## Work to complete:
What does the data read, word for word, from the line containing "Exercise. Identify every instance of the window sill" through its final line? Give those lines only.

(Stored data entries)
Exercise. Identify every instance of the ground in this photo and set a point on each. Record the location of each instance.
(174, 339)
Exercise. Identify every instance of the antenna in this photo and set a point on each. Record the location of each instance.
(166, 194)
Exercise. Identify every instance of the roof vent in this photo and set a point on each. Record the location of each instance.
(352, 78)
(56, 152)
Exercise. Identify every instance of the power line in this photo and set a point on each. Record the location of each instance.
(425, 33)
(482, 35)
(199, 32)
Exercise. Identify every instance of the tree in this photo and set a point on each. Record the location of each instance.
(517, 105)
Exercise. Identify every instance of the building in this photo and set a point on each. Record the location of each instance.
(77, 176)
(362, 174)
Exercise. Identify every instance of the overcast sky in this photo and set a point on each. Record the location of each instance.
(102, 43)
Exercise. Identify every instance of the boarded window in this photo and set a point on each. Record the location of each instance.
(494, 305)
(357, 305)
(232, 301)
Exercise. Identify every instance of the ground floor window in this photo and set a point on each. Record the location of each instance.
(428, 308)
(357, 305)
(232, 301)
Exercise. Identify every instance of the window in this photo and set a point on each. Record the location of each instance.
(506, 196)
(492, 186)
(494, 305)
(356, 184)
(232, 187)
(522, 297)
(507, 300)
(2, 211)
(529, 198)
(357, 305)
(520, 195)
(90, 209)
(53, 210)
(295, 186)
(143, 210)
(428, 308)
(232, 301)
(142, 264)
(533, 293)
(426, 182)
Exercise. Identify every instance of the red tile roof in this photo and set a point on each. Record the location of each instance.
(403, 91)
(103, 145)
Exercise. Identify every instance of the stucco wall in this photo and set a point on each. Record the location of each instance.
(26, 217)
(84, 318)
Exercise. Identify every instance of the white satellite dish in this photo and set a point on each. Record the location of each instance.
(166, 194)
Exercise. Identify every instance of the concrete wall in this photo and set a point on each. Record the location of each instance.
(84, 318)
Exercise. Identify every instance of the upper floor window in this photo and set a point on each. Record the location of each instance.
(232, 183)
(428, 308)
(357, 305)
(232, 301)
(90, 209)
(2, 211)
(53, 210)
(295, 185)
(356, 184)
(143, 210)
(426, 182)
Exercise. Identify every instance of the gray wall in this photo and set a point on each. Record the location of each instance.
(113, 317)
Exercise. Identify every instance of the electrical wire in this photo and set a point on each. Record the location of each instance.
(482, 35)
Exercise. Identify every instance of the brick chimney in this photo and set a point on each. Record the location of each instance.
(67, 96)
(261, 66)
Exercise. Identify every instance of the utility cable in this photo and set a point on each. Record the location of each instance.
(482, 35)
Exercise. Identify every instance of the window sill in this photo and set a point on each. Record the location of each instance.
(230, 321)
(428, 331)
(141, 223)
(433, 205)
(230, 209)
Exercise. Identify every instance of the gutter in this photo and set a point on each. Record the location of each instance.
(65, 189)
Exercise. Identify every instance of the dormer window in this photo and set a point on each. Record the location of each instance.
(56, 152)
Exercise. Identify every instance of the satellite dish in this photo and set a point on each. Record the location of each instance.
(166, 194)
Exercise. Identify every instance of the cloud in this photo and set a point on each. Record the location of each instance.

## Written response:
Exercise. Identify every instance of the window sill in this photo and set a point on each. Record the location of each instance.
(230, 321)
(428, 331)
(141, 223)
(433, 205)
(230, 209)
Exercise. Identify every instance of the gutter in this photo and set a point on each. Record the location of each instance.
(65, 189)
Exercise. Identify every instance of the dormer window in this photo and set a point on each. Record the location of each instance.
(56, 152)
Exercise. Identify every instance of the satellite dish in this photo and set a point on each. Record the location of each instance.
(166, 194)
Exercise. Identify every instance of the cloud in this photo and set a point on each. Record the location of each instance.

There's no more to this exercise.